[Consigne 1]
Recopiez intégralement, sans la moindre modification, le texte sur le modèle de développement de la Tunisie.
[Consigne 2]
Redonnez à l'identique, parmi les lignes de données, tout ce qui va de la ligne contenant « Target: skyscraper » jusqu'à la dernière ligne de données, ces deux lignes comprises, et rien d'autre.

[Bloc de texte]
Le modèle de développement actuel ne marche pas !
Lors de cette rencontre, Abdelkader Boudrigua, président du CFT a déclaré que le modèle de développement actuel de la Tunisie ne fonctionne pas et que toutes les études, à l’échelle nationale ou internationale, ont montré qu’on est très loin des objectifs: «Nous avons tort avec la planète (…) Malgré le stress hydrique que nous vivons et les changements climatiques, nous continuons à travailler de la même façon comme si rien n’est changé (…) Nous continuons à consommer de l’eau bien qu’on soit conscient de la rareté de cette ressource», a indiqué Boudrigua, avant d’appeler à intégrer tous ces éléments dans nos réflexions et stratégies.

[Données affichées]

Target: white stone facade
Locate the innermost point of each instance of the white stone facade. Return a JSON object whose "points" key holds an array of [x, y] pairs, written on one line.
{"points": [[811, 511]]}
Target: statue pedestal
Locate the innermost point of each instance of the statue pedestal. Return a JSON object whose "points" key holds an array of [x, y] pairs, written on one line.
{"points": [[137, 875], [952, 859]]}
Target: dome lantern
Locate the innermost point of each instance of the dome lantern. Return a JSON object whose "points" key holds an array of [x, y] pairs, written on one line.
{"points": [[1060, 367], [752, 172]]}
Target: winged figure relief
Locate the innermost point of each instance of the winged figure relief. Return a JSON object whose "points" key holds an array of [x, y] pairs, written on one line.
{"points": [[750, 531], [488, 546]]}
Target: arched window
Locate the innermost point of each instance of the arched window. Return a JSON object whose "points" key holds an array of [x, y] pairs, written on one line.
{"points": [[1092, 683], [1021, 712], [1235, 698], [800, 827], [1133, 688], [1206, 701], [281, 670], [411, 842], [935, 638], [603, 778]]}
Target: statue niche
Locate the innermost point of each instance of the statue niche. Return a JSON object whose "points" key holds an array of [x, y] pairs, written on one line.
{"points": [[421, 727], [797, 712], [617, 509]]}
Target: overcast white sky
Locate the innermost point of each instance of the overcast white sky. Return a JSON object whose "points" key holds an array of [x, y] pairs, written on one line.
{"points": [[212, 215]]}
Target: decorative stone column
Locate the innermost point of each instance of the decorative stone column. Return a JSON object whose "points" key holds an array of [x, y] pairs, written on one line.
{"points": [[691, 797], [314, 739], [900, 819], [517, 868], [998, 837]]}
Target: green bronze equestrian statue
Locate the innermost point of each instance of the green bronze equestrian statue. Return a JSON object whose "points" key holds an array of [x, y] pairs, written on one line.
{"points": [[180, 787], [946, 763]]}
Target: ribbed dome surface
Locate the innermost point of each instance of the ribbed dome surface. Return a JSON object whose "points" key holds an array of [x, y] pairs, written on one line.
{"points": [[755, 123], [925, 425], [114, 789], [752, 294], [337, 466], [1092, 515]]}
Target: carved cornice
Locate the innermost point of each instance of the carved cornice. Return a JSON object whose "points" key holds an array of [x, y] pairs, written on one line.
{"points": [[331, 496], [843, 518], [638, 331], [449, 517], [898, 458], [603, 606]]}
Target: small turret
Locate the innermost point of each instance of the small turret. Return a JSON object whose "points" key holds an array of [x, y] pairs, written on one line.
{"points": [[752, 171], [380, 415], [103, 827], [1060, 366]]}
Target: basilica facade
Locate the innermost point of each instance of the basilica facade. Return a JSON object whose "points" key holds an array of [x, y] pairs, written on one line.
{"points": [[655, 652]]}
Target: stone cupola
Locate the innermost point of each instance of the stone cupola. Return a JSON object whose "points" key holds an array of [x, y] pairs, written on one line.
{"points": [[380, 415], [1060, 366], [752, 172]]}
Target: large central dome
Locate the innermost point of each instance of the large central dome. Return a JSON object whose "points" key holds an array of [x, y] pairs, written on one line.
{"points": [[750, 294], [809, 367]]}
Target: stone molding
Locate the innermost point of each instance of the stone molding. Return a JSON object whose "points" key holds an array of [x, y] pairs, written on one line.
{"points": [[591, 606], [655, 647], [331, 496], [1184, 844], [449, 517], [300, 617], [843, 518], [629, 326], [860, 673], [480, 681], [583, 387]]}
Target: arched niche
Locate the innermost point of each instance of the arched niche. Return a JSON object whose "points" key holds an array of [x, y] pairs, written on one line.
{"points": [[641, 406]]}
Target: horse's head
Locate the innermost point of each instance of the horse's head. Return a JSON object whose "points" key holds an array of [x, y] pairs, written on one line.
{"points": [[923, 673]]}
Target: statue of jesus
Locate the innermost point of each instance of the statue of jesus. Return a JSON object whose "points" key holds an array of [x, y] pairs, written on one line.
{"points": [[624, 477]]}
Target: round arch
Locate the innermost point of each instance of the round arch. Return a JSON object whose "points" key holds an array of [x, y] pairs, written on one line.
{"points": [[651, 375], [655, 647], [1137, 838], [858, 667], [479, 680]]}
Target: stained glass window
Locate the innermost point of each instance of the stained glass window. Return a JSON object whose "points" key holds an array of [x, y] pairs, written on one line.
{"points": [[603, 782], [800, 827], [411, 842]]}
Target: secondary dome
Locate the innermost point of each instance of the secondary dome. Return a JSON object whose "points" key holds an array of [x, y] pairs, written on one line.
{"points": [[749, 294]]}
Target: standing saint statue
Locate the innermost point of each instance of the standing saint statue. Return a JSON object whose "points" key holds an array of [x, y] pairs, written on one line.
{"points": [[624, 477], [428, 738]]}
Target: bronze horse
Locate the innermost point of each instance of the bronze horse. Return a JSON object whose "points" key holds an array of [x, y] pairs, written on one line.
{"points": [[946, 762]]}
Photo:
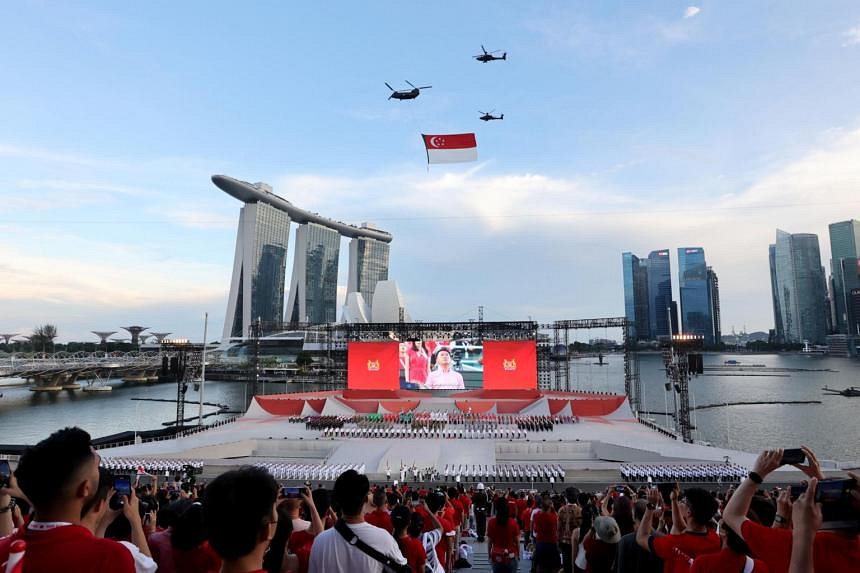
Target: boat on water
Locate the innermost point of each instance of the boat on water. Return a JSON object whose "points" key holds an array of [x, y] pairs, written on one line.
{"points": [[850, 392]]}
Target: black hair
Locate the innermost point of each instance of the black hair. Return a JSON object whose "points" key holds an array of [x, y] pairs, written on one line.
{"points": [[273, 560], [237, 506], [189, 530], [502, 511], [435, 501], [703, 506], [400, 518], [48, 468], [350, 491]]}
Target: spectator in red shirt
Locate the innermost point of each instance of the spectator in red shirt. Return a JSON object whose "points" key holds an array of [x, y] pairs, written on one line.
{"points": [[733, 557], [697, 508], [545, 526], [832, 550], [411, 547], [60, 478], [240, 513], [503, 539], [380, 516]]}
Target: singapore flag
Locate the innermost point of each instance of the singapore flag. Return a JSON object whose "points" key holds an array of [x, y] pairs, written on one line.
{"points": [[451, 148]]}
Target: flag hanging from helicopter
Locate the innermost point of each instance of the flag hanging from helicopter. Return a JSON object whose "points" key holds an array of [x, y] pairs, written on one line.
{"points": [[451, 147]]}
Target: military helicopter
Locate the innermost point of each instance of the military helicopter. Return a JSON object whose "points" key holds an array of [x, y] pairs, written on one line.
{"points": [[489, 57], [406, 94], [489, 116]]}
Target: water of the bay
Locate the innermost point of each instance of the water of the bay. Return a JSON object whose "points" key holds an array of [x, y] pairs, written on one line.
{"points": [[830, 428]]}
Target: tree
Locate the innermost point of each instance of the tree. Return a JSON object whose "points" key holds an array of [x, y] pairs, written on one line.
{"points": [[43, 336]]}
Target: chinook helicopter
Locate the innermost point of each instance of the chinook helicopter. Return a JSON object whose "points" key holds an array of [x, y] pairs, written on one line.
{"points": [[489, 116], [406, 94], [489, 57]]}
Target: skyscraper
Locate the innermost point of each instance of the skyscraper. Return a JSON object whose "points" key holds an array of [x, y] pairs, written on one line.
{"points": [[800, 288], [659, 293], [259, 266], [368, 264], [845, 271], [635, 272], [714, 294], [695, 295], [313, 287]]}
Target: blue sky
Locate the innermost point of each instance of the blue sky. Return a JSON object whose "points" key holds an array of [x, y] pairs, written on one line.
{"points": [[628, 126]]}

[Réponse 1]
Le modèle de développement actuel ne marche pas !
Lors de cette rencontre, Abdelkader Boudrigua, président du CFT a déclaré que le modèle de développement actuel de la Tunisie ne fonctionne pas et que toutes les études, à l’échelle nationale ou internationale, ont montré qu’on est très loin des objectifs: «Nous avons tort avec la planète (…) Malgré le stress hydrique que nous vivons et les changements climatiques, nous continuons à travailler de la même façon comme si rien n’est changé (…) Nous continuons à consommer de l’eau bien qu’on soit conscient de la rareté de cette ressource», a indiqué Boudrigua, avant d’appeler à intégrer tous ces éléments dans nos réflexions et stratégies.

[Réponse 2]
Target: skyscraper
Locate the innermost point of each instance of the skyscraper. Return a JSON object whose "points" key holds an array of [x, y] pairs, written on one line.
{"points": [[800, 288], [659, 293], [259, 266], [368, 264], [845, 271], [635, 272], [714, 294], [695, 295], [313, 287]]}
Target: blue sky
Locate the innermost point of each instance of the blue sky. Return a JSON object whose "points" key holds an array of [x, y] pairs, written on one line.
{"points": [[628, 126]]}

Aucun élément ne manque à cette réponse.